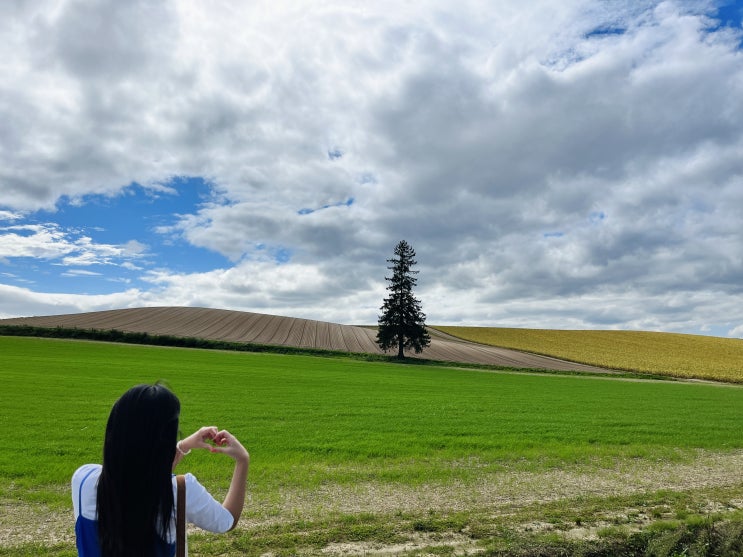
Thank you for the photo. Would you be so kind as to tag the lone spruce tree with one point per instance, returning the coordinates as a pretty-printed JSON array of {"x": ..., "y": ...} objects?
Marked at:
[{"x": 402, "y": 322}]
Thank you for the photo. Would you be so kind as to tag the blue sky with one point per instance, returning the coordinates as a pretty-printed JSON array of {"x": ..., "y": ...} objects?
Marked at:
[{"x": 574, "y": 164}]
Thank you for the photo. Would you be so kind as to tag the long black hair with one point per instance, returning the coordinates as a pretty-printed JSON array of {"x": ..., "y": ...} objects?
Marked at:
[{"x": 135, "y": 493}]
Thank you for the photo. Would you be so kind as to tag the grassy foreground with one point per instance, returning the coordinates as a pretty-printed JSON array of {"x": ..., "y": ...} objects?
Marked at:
[
  {"x": 671, "y": 354},
  {"x": 350, "y": 452}
]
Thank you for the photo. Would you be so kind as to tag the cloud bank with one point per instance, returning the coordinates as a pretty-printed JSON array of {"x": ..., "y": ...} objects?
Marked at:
[{"x": 572, "y": 164}]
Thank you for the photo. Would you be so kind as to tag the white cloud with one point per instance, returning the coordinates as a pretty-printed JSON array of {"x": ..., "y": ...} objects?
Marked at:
[{"x": 490, "y": 136}]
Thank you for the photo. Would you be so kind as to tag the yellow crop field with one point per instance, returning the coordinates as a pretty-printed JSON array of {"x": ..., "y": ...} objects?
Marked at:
[{"x": 676, "y": 355}]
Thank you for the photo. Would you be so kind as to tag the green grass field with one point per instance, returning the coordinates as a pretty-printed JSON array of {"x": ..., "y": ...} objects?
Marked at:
[
  {"x": 317, "y": 424},
  {"x": 674, "y": 355}
]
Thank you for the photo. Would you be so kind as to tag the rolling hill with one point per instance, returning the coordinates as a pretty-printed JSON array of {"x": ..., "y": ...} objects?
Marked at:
[{"x": 239, "y": 326}]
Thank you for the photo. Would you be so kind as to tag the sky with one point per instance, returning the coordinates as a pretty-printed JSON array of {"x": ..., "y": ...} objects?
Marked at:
[{"x": 559, "y": 164}]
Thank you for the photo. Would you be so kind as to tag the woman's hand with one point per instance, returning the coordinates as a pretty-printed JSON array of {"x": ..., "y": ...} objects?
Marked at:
[
  {"x": 201, "y": 439},
  {"x": 226, "y": 443}
]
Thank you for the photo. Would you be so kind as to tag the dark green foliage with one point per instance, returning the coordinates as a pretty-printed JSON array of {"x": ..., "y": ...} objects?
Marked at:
[{"x": 402, "y": 323}]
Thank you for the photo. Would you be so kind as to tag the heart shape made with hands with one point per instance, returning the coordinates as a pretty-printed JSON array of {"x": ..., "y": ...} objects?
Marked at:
[{"x": 212, "y": 438}]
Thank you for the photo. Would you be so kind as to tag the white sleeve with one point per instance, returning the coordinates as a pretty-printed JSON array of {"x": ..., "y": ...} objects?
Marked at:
[{"x": 203, "y": 510}]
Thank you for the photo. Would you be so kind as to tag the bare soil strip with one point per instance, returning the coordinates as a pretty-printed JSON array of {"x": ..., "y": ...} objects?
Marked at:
[{"x": 236, "y": 326}]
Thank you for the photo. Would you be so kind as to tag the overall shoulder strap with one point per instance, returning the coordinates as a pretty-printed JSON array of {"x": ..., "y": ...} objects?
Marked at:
[
  {"x": 80, "y": 491},
  {"x": 180, "y": 521}
]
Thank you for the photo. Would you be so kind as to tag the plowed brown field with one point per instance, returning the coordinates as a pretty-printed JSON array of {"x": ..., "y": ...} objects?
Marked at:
[{"x": 239, "y": 326}]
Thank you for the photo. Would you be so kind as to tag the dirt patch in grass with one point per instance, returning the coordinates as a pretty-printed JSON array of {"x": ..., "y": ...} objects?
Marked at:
[{"x": 504, "y": 494}]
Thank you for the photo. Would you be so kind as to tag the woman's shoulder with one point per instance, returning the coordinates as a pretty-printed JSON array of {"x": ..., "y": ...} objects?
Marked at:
[{"x": 84, "y": 471}]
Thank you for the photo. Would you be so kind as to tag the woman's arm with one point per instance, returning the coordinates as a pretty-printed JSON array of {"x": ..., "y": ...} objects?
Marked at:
[
  {"x": 225, "y": 443},
  {"x": 234, "y": 501}
]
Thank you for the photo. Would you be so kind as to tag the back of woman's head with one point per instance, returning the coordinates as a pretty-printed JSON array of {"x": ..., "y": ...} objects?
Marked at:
[{"x": 135, "y": 495}]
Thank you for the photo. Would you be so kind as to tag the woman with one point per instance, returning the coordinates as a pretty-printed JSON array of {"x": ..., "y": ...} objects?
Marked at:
[{"x": 127, "y": 506}]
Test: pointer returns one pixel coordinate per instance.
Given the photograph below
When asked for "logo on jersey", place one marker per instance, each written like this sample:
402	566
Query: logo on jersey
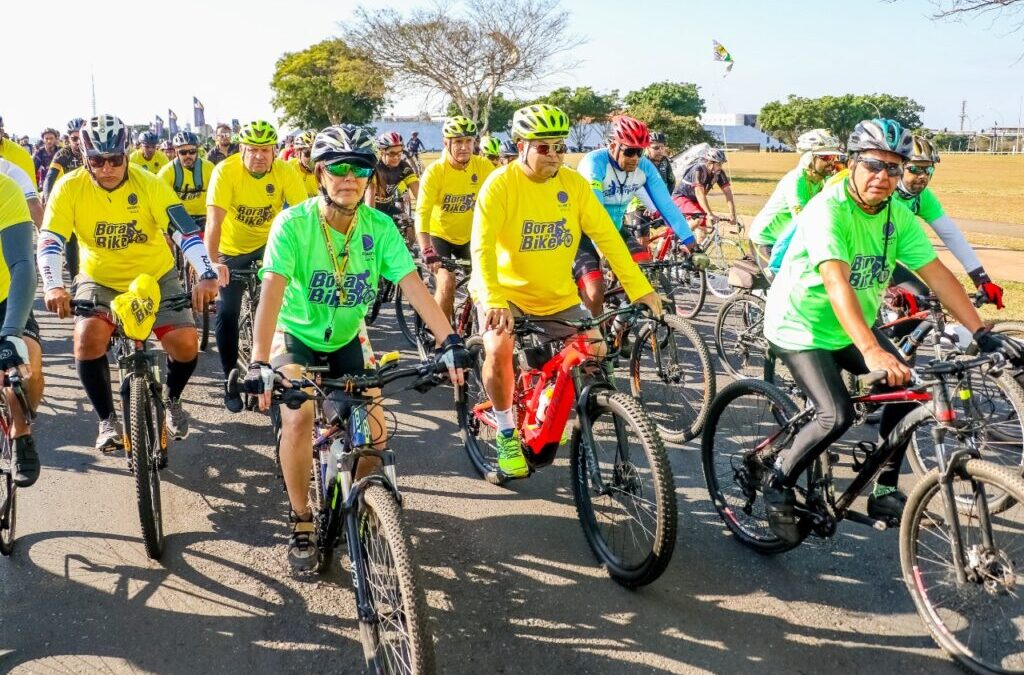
118	236
545	236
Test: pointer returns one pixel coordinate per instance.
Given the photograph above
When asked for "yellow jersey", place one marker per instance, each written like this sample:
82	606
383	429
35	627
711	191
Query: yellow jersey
13	211
154	164
444	206
308	178
189	185
120	231
525	237
251	203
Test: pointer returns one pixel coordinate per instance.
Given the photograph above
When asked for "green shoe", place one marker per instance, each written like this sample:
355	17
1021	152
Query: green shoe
510	458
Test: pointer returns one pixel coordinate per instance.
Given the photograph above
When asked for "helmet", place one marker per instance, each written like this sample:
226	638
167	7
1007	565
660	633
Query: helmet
344	142
389	139
540	121
924	151
185	138
258	132
304	139
881	134
103	134
818	141
459	127
491	145
629	131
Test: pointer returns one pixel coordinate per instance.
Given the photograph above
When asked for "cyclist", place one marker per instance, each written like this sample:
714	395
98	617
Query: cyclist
19	343
691	190
121	213
147	156
619	173
189	175
820	152
304	320
528	222
444	209
823	301
247	191
300	161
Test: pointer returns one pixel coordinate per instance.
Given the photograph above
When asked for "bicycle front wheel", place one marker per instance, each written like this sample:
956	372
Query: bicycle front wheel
969	596
398	639
624	490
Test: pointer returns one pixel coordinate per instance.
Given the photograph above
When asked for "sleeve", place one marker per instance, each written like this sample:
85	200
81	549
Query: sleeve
596	223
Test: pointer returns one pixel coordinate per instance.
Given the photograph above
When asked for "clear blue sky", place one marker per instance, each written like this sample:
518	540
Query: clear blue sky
226	57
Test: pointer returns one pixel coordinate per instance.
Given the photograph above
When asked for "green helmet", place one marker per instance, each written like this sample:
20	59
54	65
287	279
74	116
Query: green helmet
540	121
459	127
258	132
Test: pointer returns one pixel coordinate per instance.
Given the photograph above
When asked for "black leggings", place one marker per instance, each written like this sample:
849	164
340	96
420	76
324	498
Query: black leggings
818	372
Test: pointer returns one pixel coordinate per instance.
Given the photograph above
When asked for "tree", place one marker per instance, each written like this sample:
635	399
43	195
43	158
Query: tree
584	107
678	97
468	52
839	114
328	83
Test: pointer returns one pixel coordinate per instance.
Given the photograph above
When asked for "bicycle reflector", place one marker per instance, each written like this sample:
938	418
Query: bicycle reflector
136	307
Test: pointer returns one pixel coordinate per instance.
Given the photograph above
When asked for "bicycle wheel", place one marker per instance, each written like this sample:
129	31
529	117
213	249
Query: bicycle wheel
399	640
977	621
743	415
630	518
142	435
739	338
672	375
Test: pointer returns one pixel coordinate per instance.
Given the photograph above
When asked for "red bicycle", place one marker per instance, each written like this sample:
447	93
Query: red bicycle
622	479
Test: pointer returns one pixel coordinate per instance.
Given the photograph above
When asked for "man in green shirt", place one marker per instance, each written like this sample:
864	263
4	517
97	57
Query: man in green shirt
825	297
322	267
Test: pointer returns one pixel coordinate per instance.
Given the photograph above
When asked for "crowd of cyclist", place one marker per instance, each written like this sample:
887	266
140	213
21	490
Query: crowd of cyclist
321	221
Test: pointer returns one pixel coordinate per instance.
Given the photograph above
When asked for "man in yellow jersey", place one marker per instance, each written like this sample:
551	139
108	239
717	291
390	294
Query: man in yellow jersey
444	210
148	156
526	229
247	191
300	162
189	175
121	213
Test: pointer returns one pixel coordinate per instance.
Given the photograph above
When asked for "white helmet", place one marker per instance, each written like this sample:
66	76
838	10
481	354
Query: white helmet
818	141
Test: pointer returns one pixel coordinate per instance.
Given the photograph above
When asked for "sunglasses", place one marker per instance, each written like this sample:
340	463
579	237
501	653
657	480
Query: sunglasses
892	169
98	161
342	169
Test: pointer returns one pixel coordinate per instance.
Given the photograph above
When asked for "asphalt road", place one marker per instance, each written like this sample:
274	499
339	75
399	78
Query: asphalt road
511	584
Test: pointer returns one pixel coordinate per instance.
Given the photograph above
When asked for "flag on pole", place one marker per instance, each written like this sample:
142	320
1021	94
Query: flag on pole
199	114
722	54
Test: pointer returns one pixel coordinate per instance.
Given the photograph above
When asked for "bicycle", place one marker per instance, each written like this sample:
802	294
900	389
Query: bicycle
622	480
8	490
141	403
366	513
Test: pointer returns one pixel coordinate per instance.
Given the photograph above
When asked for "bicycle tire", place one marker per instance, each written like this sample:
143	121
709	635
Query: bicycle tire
918	557
627	411
743	314
685	370
781	408
143	440
379	511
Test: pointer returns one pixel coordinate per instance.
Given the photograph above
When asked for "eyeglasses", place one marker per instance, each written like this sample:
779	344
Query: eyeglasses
342	169
892	169
97	161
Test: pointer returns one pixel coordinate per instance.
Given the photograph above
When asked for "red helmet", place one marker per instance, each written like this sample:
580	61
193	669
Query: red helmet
629	131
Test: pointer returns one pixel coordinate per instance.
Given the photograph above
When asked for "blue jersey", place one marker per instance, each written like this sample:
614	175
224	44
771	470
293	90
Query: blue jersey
615	188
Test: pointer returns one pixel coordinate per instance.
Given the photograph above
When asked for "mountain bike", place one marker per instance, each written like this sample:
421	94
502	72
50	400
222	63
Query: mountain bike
621	476
366	513
961	565
141	404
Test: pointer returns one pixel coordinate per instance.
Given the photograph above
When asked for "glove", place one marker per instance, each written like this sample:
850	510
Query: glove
13	352
988	342
259	378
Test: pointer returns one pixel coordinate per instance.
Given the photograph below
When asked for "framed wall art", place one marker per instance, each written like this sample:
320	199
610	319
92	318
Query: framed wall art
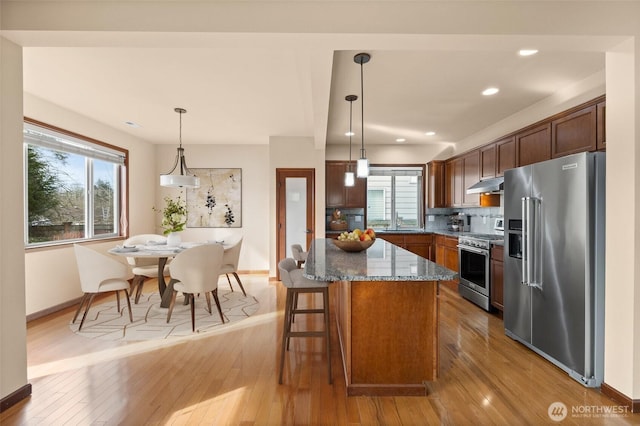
218	201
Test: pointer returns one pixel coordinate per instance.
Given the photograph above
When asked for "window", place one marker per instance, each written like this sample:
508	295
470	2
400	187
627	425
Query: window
395	197
74	186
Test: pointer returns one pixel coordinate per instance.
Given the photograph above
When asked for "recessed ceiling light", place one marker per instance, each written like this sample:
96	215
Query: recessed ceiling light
490	91
527	52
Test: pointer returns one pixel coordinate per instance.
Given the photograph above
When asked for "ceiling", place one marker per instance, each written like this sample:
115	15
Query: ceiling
247	95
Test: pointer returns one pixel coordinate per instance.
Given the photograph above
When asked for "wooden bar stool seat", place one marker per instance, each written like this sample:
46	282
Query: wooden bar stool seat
292	278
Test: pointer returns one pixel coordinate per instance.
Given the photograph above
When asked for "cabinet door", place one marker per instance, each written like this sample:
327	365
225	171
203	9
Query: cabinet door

Do this: Identify every line in the entries above that contains the string "black", and copy each of those lines in full.

Solution below:
Thank you for the photo. Would you be so kind as to tag the long black hair with one point per instance, returning the coordinates as a pretty-printed JSON array of {"x": ..., "y": ...} objects?
When asked for "black leggings", place one marker per instance, each written like this sample:
Query: black leggings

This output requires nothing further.